DATASET CONTENT START
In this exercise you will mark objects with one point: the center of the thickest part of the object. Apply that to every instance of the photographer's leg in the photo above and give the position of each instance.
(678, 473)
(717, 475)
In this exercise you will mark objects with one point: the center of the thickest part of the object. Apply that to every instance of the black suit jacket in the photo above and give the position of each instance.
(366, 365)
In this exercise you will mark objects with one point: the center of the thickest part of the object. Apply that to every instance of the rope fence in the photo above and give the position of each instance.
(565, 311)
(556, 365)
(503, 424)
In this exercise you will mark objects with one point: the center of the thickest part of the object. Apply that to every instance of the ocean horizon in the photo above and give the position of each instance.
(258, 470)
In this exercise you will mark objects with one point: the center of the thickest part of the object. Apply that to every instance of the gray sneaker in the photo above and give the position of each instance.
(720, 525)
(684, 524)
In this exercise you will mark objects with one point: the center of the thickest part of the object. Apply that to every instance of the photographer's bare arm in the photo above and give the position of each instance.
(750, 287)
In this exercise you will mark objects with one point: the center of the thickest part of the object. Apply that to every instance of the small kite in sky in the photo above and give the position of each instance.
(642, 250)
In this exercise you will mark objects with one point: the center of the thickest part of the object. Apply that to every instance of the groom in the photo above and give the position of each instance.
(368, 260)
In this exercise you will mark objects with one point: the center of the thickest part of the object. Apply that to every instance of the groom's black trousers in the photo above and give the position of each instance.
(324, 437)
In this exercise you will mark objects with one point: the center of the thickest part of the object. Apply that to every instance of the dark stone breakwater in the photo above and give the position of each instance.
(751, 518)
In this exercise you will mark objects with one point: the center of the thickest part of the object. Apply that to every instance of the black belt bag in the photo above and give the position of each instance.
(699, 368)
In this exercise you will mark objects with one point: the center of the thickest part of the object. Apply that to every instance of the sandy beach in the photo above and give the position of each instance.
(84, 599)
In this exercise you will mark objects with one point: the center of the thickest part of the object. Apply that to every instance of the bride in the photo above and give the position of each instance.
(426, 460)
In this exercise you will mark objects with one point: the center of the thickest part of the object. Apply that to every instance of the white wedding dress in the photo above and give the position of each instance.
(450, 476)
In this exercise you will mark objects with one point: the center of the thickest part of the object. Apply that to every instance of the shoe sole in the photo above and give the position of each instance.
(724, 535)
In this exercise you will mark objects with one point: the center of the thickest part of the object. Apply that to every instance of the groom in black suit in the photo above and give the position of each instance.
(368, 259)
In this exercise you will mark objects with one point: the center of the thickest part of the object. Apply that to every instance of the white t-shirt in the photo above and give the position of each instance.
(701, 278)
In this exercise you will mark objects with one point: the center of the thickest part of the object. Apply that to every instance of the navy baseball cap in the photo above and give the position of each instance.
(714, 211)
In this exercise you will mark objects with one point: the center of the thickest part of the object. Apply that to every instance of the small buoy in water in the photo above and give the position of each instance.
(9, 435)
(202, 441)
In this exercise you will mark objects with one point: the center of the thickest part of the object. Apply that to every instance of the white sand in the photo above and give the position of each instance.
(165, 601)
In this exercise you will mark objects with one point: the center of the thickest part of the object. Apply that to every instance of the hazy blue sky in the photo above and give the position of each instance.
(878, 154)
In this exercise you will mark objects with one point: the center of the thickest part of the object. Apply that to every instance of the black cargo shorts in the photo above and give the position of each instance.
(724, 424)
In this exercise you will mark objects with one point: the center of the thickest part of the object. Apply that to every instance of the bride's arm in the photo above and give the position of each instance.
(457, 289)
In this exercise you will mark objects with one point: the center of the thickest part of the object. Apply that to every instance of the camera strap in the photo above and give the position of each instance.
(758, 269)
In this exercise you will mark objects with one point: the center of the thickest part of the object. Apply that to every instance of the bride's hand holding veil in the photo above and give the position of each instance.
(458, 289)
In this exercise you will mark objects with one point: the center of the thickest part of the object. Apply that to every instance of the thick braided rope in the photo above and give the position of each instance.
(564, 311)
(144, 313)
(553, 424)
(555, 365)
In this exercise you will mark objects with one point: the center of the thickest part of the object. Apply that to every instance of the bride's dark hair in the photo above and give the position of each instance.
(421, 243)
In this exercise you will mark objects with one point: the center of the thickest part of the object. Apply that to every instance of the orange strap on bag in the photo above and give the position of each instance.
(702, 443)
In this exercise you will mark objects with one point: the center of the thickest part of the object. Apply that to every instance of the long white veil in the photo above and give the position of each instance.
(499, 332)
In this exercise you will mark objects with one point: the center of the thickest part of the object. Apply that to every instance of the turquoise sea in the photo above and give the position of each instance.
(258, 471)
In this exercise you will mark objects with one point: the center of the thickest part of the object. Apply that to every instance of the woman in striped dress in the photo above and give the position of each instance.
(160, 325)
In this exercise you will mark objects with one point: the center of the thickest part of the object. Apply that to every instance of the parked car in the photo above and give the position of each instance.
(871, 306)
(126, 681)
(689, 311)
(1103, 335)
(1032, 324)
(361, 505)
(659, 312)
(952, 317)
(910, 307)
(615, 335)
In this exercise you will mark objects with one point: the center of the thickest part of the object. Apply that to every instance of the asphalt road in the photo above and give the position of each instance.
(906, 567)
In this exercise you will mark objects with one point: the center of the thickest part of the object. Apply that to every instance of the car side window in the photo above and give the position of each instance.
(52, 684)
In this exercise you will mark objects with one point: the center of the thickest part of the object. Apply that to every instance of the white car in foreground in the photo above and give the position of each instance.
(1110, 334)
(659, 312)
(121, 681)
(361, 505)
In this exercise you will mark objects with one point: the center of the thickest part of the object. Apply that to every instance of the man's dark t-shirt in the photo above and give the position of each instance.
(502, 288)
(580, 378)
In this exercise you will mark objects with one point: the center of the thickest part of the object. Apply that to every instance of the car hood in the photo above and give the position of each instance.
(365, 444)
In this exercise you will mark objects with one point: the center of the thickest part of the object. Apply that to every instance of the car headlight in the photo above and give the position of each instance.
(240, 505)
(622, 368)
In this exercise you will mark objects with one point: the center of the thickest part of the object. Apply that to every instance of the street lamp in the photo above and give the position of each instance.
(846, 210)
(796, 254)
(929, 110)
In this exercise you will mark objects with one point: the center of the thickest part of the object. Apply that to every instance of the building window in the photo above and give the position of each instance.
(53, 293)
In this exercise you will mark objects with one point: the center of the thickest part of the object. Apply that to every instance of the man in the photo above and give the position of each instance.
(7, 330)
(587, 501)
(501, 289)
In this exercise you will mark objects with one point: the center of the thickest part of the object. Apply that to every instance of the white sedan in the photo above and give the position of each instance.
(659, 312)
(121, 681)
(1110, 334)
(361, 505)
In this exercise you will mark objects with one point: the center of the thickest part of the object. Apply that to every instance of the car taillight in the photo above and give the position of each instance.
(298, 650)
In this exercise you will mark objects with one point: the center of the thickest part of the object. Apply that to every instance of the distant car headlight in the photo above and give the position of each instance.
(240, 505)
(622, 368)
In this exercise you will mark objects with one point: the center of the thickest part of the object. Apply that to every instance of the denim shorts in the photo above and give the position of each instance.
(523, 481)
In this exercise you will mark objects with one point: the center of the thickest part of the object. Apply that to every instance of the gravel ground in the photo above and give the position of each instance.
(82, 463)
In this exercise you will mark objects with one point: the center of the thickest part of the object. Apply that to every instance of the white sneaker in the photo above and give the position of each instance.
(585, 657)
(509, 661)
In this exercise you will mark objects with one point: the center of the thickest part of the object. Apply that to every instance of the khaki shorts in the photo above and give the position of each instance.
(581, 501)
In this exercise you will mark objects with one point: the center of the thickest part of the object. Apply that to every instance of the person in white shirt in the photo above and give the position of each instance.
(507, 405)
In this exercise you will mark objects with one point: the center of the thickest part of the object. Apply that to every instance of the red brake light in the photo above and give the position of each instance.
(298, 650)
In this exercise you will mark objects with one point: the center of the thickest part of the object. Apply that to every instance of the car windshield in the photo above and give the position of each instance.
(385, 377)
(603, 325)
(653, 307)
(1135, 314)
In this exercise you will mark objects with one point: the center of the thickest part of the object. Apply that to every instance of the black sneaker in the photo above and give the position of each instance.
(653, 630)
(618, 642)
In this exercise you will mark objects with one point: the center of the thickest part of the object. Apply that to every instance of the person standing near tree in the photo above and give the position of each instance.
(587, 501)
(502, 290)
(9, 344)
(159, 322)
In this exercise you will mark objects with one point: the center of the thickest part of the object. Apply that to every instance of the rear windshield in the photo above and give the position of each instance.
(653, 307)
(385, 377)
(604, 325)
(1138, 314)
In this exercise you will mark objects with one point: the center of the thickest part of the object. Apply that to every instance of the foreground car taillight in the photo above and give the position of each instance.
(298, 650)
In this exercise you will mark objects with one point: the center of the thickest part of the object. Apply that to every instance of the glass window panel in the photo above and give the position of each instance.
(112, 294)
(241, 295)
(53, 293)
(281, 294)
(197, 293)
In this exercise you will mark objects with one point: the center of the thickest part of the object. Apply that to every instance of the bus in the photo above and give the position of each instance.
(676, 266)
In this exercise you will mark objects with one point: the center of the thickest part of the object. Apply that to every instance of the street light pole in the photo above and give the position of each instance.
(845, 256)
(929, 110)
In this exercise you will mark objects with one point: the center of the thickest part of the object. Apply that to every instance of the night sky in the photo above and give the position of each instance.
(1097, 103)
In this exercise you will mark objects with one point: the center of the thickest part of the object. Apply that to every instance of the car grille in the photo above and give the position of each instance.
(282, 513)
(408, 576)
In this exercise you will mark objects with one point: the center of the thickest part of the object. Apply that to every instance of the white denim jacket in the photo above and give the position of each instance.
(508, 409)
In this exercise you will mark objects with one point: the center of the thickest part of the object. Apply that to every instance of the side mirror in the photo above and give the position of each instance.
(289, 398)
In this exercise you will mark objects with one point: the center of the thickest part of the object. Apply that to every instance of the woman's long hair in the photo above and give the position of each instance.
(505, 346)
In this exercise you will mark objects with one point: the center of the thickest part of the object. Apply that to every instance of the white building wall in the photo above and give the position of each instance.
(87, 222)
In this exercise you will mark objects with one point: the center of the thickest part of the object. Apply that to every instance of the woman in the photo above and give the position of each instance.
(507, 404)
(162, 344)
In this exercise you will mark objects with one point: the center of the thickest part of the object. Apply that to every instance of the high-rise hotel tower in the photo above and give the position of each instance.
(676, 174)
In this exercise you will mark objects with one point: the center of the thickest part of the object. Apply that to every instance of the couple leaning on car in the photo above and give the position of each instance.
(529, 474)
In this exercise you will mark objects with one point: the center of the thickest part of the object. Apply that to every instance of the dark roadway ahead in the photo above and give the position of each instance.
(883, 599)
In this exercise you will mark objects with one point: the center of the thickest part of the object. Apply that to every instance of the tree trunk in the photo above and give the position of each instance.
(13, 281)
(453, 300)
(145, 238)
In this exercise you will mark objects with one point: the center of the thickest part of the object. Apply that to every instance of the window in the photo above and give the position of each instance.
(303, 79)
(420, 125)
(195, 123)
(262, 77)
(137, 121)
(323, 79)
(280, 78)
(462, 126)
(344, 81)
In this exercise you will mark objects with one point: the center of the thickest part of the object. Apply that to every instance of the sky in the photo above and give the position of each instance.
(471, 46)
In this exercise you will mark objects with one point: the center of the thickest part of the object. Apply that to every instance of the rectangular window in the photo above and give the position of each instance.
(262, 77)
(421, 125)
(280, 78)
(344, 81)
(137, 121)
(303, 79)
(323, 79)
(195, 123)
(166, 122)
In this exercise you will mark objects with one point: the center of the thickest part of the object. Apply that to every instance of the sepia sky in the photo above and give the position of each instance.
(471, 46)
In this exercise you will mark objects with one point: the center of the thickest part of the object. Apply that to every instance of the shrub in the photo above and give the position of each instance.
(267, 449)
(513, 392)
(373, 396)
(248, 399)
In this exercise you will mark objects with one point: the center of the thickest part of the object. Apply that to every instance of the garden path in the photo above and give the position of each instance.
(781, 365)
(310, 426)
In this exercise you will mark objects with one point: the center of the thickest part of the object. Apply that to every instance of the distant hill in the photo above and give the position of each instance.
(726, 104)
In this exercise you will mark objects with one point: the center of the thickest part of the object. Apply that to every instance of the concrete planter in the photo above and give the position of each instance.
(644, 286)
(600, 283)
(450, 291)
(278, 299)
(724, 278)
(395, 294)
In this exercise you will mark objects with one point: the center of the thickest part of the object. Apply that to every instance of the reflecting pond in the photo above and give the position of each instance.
DATASET CONTENT END
**YOUR GOAL:**
Your answer should consist only of the lines from the one with "instance of the sky" through the last line of the entries above, retyped exactly.

**ANSWER TO THE PROBLEM:**
In this exercise you will mark objects with one point: the center of the thickest part of the object. Apply that to every instance of the sky in the photo above and give the position of each instance.
(471, 46)
In this exercise you will mark objects with one point: the center of the thickest part of the object. Apply that to every instance of the rectangular window in the photo above and give the position of each instance.
(262, 77)
(421, 125)
(280, 78)
(344, 81)
(137, 121)
(303, 79)
(323, 79)
(195, 123)
(166, 122)
In this exercise you will mark objects with one point: the center of the thickest part of the object. Apply that to every instance of the sepia sky in the photo above and give the position of each instance.
(471, 46)
In this exercise you will mark objects with one point: the center of the thickest part of the object. Apply that to every instance of the shrub in the photo above and give the position of each instance.
(267, 449)
(513, 392)
(373, 396)
(248, 399)
In this exercise you will mark objects with one point: the center of the thickest part of the object. Apply that to every instance of the garden path in the photo above and give the position of each instance.
(781, 365)
(310, 426)
In this exercise you will mark objects with one point: the center of the thickest part of the object. Apply that to every instance of the distant hill in the photo above and give the position of each instance.
(726, 104)
In this exercise you will mark objects with one point: the center of the thickest part of the object. Apply that to every instance of the concrete planter in the photo above and give the position of each instance.
(644, 286)
(600, 283)
(450, 291)
(278, 299)
(724, 278)
(395, 294)
In this exercise you will mark objects with one point: the center of the thickest part of the object. Apply that to every instance of the reflecting pond in the photo above and give the position of each instance.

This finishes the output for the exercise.